How many lines in the records below contain the string "teeth", with case counting? Reply with the number only.

* [Data for this task]:
━━━━
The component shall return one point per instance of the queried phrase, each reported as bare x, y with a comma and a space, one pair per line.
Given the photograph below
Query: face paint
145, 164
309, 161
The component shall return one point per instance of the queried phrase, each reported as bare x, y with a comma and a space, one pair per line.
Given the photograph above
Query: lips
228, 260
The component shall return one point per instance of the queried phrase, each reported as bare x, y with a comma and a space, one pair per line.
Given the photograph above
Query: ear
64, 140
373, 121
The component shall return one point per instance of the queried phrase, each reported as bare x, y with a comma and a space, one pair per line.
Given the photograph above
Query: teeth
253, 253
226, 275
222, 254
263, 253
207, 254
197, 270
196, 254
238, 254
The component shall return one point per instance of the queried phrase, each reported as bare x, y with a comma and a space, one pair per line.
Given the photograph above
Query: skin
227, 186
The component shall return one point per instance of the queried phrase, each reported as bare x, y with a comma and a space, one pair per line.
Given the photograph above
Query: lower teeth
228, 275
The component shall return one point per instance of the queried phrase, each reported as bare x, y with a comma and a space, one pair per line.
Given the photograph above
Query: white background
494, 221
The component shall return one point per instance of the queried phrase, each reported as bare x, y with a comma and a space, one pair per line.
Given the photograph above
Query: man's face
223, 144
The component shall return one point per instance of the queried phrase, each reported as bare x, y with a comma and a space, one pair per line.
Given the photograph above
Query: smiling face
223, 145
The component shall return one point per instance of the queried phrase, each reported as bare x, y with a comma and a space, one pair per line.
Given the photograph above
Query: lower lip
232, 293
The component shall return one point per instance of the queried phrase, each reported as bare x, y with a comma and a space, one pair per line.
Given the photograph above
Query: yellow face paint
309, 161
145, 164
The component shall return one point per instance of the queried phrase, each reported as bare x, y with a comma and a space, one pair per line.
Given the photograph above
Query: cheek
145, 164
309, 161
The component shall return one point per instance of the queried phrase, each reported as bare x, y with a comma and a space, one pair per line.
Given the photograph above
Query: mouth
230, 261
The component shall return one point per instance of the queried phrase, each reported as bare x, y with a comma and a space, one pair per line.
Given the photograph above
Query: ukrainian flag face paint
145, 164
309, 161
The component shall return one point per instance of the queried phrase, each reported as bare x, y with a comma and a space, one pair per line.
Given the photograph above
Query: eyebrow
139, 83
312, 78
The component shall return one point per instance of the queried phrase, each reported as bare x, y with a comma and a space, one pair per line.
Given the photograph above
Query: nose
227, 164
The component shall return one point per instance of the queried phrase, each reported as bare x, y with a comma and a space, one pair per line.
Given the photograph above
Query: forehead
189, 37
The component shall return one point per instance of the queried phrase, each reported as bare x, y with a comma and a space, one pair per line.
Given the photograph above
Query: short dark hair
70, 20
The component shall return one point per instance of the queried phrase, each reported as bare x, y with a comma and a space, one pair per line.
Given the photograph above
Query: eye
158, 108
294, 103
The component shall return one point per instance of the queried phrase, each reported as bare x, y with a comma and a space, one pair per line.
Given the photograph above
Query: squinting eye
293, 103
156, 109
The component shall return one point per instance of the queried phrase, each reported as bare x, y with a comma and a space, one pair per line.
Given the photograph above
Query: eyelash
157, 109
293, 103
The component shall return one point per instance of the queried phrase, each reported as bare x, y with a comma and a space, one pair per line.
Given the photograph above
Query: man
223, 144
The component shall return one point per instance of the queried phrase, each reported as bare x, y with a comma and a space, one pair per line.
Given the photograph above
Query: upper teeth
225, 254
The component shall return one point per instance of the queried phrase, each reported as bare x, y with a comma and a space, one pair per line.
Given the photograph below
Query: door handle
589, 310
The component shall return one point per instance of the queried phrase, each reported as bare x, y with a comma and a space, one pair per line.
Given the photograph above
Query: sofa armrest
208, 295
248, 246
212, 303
━━━━
* [Full response]: 3